* [Task statement]: Could you copy all of the data below word for word, line by line, leaving the pictures out?

* [Given records]:
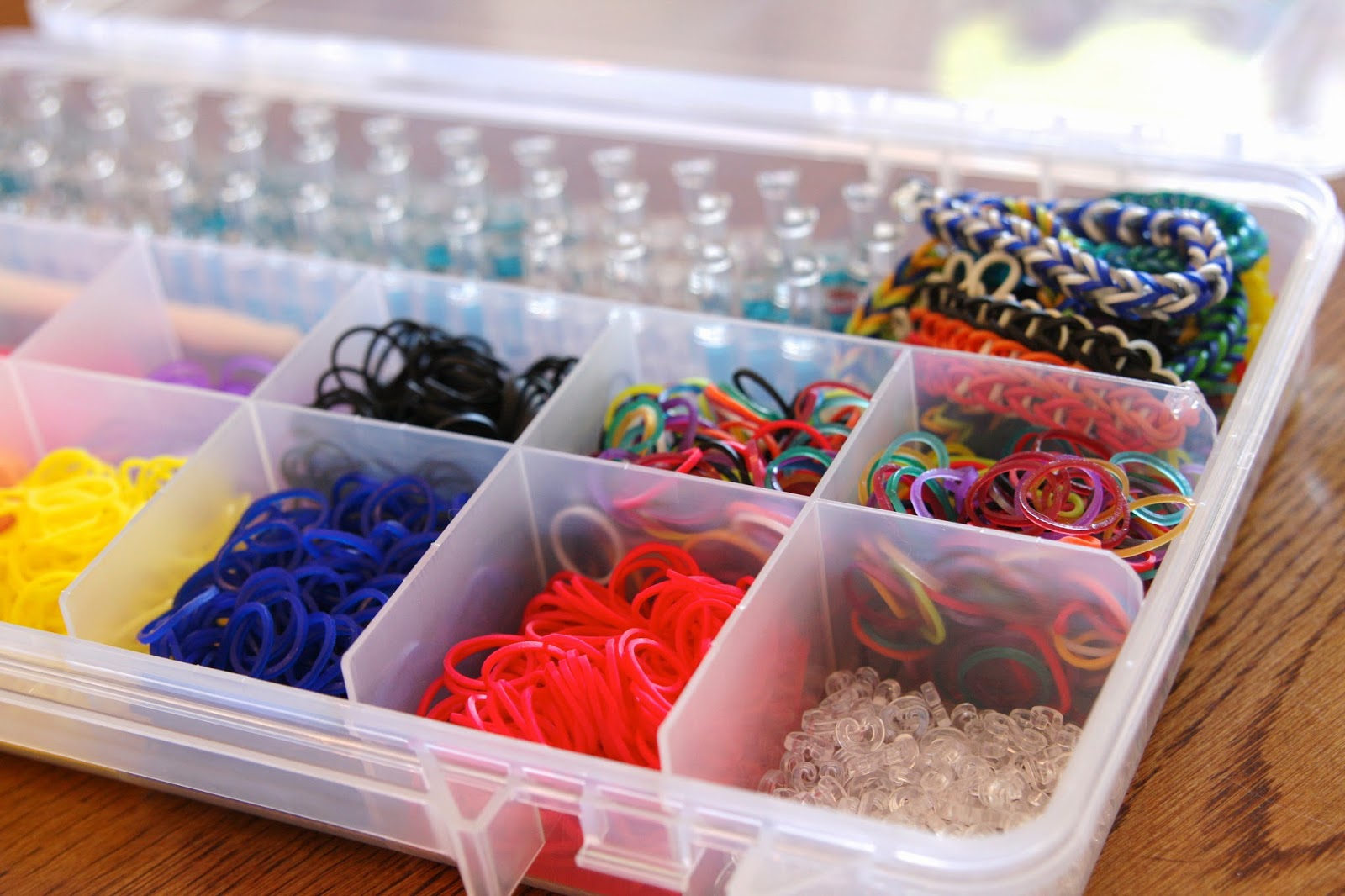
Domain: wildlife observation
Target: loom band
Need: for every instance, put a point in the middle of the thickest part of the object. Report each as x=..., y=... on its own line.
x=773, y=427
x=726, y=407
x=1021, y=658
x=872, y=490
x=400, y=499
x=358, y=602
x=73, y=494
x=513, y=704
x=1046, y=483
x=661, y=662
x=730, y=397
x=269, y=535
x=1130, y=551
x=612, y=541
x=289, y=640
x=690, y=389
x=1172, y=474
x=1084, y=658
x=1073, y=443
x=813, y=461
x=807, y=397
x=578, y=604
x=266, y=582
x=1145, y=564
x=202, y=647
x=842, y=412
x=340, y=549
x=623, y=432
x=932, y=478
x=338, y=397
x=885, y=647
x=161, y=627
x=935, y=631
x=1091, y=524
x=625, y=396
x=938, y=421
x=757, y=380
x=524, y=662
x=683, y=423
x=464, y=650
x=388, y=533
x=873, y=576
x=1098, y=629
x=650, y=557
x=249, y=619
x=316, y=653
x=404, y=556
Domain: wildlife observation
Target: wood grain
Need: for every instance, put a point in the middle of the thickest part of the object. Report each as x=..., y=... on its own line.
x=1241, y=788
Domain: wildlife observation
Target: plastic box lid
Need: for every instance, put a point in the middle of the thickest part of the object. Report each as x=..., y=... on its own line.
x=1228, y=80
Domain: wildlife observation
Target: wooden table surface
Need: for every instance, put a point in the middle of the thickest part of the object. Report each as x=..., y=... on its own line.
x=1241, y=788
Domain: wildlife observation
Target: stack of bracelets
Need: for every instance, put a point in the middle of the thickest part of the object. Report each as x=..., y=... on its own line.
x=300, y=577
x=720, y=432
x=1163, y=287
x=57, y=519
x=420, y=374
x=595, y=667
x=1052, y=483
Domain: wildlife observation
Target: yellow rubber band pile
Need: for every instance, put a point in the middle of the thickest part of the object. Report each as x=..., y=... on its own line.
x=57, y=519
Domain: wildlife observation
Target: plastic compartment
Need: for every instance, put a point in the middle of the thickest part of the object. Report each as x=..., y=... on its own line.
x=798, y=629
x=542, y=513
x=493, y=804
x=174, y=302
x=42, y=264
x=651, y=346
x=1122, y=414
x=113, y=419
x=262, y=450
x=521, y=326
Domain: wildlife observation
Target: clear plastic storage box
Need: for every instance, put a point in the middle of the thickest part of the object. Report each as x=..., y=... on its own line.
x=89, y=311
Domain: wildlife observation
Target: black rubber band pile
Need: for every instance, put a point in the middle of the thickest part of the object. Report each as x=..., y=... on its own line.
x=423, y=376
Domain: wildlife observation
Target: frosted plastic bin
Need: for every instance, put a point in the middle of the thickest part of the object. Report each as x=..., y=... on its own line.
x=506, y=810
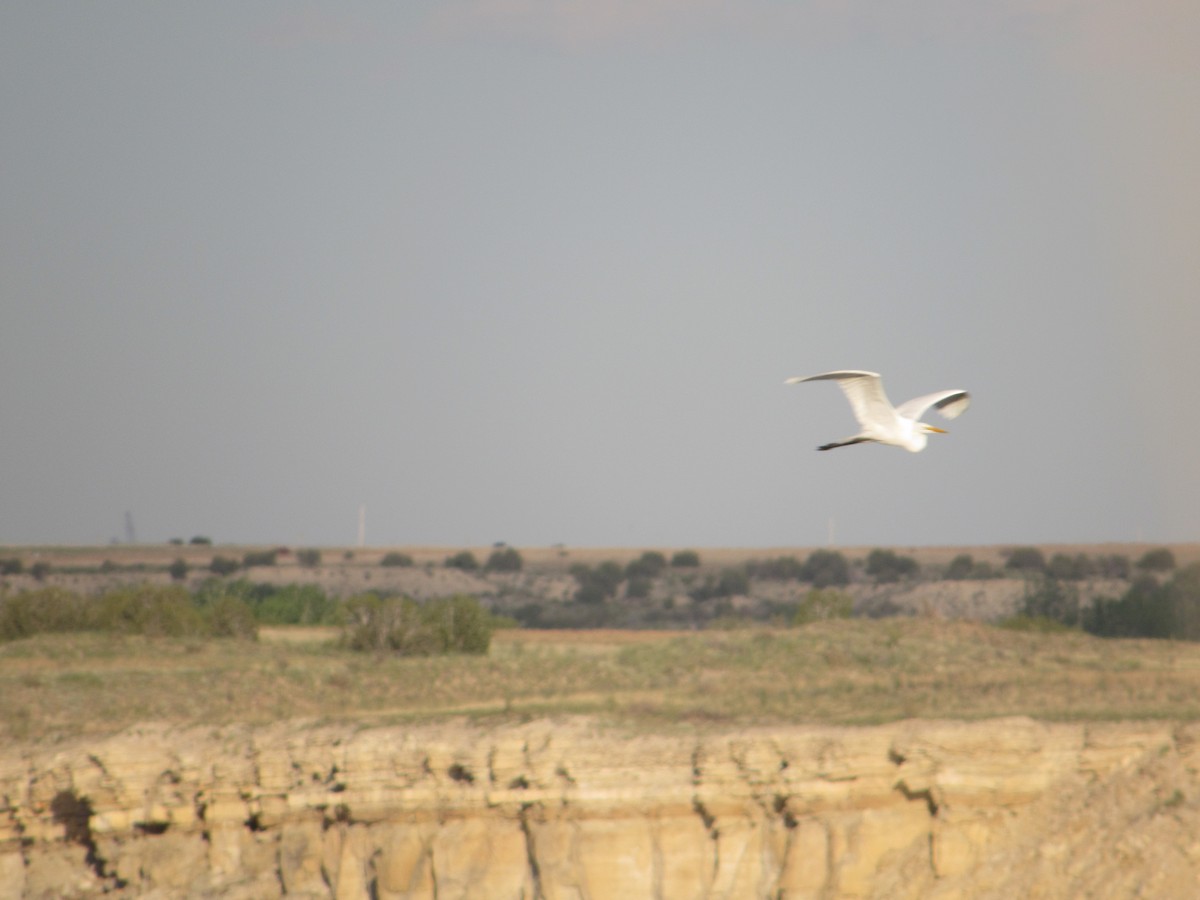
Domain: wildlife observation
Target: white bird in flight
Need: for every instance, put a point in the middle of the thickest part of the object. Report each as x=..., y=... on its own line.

* [Task answer]:
Domain: wildlife observation
Target: loom band
Need: for every instance, put a point in the middle of the thickest part of the object. Report each as x=..., y=... on its own line.
x=773, y=427
x=726, y=407
x=1021, y=658
x=872, y=490
x=400, y=499
x=358, y=602
x=73, y=494
x=513, y=704
x=1046, y=483
x=661, y=662
x=730, y=397
x=269, y=535
x=1130, y=551
x=612, y=541
x=289, y=640
x=690, y=389
x=1172, y=474
x=1084, y=658
x=1073, y=443
x=813, y=461
x=807, y=397
x=578, y=604
x=266, y=582
x=1145, y=564
x=202, y=647
x=842, y=412
x=340, y=549
x=623, y=432
x=932, y=478
x=338, y=397
x=885, y=647
x=161, y=627
x=935, y=631
x=1091, y=524
x=625, y=396
x=938, y=421
x=757, y=380
x=524, y=662
x=683, y=423
x=464, y=650
x=388, y=533
x=873, y=576
x=1098, y=629
x=650, y=557
x=249, y=619
x=316, y=653
x=404, y=556
Domain: wildlife observation
Target: wood grain
Need: for every instance, put a point in the middle of the thickest part of the object. Report each as x=..., y=... on its own line.
x=1241, y=788
Domain: wildlife observation
Target: plastic box lid
Need: for every instance, put a point in the middle of the thickest part of the object. Report each as x=..., y=... on its own line.
x=1228, y=80
Domain: wildlife observation
Target: wooden table surface
Need: for every instance, put a point in the middle of the thickest part of the object. Report each as x=..., y=... on its own line.
x=1241, y=788
Domain: wildlife observation
Target: stack of bracelets
Need: for every instance, put a point in the middle of the thickest part of the object. Report each as x=..., y=... on its own line.
x=300, y=577
x=720, y=432
x=1163, y=287
x=57, y=519
x=420, y=374
x=595, y=667
x=1052, y=483
Domain: wildlife observation
Target: yellow rubber band pile
Need: for every instance, put a point in the middle of the thickest part of the object. Report each as x=..., y=... on its own line.
x=57, y=519
Domain: wildlife observation
Target: plastic compartment
Need: for every instance, put a point in the middle of the thickest part of the object. Report each as x=..., y=... on its own line.
x=798, y=629
x=542, y=513
x=493, y=804
x=174, y=302
x=42, y=264
x=651, y=346
x=1122, y=414
x=113, y=419
x=262, y=450
x=521, y=326
Domain: wildlife observation
Target: clear plastic storage box
Need: for every instance, put a point in the middle of the thickest part of the object. Report each as x=..., y=... on its own line.
x=89, y=311
Domain: wildlife observation
Target: black rubber band pile
Need: for every instance, put a point in the middle of the thickest part of the object. Report each as x=..., y=... on its own line.
x=423, y=376
Domain: wildlife observation
Target: frosted plastic bin
Need: for every instance, put a point in the middle of the thickest part of the object. Report each as x=..., y=... on its own line.
x=506, y=810
Domain: wildlife observation
Target: white bird in flight
Need: for every instance, put a point in the middle of the thickest part of the object. Report each as x=..., y=... on its own line.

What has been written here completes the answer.